# PROBLEM STATEMENT
Set down exactly, with nothing added, the lines from the one containing "Definition of the keypoint: for every instance of the background" through the end of the entries.

# RECORDED INFORMATION
==================================================

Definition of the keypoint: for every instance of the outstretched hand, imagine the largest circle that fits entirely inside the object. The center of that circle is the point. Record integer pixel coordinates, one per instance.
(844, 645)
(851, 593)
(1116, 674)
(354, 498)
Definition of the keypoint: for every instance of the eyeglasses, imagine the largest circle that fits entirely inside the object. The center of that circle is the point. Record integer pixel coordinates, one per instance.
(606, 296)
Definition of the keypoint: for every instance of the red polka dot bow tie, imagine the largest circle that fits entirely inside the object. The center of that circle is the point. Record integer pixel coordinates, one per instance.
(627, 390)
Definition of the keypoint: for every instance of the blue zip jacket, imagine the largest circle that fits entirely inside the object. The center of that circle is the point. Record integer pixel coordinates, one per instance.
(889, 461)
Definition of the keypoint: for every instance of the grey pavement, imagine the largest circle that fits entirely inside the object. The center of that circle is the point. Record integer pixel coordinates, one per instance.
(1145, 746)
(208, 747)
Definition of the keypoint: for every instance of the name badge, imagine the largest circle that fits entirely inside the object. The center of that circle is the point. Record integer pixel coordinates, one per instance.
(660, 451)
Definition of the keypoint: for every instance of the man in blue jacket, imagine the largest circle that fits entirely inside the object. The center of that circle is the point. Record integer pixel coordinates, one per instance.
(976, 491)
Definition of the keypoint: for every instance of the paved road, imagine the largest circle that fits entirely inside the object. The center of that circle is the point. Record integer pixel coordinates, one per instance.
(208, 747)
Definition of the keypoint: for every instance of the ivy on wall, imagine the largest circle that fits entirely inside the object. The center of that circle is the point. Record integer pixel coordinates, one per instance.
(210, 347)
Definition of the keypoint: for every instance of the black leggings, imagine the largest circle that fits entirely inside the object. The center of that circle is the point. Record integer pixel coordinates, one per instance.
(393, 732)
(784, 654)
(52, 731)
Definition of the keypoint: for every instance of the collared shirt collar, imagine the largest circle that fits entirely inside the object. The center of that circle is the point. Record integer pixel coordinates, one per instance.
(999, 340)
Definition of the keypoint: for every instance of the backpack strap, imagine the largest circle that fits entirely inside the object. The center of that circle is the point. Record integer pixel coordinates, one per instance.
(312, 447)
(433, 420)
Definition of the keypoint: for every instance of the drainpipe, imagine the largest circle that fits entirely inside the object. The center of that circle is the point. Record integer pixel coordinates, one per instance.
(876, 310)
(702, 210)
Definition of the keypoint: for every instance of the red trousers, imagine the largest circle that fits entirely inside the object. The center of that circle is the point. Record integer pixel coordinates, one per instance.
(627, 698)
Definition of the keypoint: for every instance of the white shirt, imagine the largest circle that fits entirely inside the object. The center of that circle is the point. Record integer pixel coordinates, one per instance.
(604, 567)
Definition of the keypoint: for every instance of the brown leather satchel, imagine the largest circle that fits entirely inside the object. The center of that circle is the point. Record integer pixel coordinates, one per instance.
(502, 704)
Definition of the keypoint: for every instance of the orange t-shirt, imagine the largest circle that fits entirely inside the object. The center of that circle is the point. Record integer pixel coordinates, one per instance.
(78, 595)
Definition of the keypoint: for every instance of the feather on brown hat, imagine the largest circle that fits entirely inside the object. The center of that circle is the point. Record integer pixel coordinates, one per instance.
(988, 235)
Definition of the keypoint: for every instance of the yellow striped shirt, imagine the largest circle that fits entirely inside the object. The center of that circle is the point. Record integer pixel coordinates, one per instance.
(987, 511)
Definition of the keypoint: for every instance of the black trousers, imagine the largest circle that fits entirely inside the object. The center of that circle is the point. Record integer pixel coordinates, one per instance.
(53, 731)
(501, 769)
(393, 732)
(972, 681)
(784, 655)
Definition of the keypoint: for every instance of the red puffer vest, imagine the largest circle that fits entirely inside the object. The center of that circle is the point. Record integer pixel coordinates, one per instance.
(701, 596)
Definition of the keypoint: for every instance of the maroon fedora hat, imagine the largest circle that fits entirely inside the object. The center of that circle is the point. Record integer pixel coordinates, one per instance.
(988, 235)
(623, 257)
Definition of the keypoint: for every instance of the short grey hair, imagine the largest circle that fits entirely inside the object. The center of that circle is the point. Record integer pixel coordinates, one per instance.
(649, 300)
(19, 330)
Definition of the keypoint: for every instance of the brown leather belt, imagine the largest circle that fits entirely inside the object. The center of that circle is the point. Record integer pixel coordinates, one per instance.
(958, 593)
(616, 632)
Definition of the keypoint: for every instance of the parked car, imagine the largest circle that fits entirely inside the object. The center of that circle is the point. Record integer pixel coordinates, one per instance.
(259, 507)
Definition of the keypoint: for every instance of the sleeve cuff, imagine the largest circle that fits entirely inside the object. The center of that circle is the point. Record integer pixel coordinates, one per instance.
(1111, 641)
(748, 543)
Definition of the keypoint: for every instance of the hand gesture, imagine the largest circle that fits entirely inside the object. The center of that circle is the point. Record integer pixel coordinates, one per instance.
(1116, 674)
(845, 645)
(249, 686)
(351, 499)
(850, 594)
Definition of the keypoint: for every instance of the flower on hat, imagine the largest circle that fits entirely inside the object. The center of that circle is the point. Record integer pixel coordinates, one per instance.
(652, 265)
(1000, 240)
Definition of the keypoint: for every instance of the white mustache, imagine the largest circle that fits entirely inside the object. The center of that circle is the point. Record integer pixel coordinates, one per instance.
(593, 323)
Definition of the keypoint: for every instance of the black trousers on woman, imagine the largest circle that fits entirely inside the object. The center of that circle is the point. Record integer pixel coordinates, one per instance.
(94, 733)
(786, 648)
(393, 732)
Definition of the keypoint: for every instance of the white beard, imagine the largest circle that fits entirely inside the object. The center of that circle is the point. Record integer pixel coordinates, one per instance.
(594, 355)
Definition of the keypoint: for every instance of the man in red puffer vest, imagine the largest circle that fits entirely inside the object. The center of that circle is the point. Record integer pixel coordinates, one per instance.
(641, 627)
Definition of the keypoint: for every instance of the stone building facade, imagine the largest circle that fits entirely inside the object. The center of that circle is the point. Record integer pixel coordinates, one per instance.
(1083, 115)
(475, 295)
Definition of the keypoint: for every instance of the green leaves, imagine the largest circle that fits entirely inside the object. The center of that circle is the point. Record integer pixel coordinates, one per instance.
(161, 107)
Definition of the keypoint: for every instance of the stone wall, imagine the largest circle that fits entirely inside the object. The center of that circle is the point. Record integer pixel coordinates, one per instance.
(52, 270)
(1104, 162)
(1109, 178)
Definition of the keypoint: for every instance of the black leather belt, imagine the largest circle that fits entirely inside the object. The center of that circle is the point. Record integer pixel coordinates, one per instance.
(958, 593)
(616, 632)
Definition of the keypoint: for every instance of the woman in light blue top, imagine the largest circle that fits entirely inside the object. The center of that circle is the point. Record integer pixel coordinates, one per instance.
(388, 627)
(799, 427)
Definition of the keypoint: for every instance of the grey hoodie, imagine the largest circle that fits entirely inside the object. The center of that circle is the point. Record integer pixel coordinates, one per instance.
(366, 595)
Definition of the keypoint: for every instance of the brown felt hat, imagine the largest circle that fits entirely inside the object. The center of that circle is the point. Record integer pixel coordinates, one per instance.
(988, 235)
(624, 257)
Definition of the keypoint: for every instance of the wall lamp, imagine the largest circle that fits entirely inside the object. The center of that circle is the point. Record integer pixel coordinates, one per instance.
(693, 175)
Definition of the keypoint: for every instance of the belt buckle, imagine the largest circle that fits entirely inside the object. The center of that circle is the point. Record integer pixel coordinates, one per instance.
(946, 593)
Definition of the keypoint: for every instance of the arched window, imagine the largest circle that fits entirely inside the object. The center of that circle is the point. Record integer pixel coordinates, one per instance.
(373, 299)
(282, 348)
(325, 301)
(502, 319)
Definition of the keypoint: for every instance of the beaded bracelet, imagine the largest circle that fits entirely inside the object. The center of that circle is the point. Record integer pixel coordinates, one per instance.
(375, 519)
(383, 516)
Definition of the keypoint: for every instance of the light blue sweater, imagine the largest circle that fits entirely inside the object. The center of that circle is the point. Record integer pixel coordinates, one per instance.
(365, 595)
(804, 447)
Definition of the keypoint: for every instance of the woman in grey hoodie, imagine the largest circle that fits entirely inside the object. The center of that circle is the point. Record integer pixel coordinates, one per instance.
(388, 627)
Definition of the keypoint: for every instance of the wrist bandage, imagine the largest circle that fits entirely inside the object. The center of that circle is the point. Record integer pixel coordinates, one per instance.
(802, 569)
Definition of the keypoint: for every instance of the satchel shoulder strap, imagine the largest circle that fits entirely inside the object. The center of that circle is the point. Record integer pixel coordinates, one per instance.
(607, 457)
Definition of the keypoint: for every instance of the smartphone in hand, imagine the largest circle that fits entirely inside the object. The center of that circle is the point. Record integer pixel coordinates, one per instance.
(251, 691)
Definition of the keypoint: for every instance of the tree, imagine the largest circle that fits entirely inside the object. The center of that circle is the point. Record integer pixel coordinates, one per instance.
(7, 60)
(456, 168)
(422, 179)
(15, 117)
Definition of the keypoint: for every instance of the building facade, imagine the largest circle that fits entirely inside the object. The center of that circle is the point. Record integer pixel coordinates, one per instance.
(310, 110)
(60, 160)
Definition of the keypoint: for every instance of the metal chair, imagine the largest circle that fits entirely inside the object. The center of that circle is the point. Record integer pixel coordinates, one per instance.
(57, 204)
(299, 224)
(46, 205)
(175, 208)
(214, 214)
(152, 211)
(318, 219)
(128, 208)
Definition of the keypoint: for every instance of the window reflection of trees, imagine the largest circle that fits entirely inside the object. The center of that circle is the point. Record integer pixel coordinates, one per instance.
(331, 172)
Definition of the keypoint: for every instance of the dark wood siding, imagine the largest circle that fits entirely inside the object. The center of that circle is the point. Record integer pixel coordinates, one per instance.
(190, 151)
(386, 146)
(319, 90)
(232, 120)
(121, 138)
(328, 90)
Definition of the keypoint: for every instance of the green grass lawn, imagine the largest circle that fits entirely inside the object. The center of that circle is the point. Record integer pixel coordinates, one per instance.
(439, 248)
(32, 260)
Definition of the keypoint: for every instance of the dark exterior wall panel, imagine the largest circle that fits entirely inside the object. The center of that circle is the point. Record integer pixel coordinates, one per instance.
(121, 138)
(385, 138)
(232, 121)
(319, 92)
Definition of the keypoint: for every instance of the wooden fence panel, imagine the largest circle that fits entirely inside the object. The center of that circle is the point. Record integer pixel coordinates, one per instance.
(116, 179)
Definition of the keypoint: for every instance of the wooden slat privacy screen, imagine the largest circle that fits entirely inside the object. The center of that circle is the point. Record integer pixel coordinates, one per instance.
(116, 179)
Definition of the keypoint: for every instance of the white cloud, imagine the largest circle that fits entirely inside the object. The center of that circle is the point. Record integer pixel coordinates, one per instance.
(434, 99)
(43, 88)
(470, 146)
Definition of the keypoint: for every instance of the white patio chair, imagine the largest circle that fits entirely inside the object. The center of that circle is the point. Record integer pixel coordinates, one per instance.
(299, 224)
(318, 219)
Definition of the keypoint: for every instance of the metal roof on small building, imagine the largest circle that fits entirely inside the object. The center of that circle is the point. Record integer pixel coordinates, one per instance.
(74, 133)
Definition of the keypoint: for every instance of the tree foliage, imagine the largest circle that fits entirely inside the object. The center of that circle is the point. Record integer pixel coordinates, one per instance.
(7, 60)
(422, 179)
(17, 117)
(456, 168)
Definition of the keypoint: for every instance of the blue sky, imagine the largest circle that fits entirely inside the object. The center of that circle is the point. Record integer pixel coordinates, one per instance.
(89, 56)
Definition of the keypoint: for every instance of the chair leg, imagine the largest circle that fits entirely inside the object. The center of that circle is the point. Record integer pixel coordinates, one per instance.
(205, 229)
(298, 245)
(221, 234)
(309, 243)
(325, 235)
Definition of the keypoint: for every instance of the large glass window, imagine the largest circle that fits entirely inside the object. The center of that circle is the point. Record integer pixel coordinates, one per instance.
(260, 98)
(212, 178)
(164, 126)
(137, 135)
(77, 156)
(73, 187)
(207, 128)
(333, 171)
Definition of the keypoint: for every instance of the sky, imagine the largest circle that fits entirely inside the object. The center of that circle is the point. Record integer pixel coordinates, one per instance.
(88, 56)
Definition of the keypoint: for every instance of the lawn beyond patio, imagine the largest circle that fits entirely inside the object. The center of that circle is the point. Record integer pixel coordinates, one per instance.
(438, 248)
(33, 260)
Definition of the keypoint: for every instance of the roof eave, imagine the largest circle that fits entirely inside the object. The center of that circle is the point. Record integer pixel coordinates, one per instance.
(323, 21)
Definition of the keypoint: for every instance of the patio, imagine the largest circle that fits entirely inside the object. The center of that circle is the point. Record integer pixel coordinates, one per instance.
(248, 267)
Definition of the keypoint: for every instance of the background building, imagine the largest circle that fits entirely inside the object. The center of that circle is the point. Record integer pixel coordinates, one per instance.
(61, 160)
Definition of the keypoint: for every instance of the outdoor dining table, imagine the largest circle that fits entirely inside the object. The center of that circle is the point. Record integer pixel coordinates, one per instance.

==================================================

# RESULT BELOW
Definition of the keypoint: for every instance of the background building, imagine the largest circle that fits entirely inside the object. The center of that circle is the point. Record integer pixel coordinates, one per instance.
(61, 160)
Definition of the keypoint: for every instance of the outdoor dining table, imagine the largest circle that fits entirely inside the object. The center of that circle is the point. Record integer pixel coordinates, one per instance.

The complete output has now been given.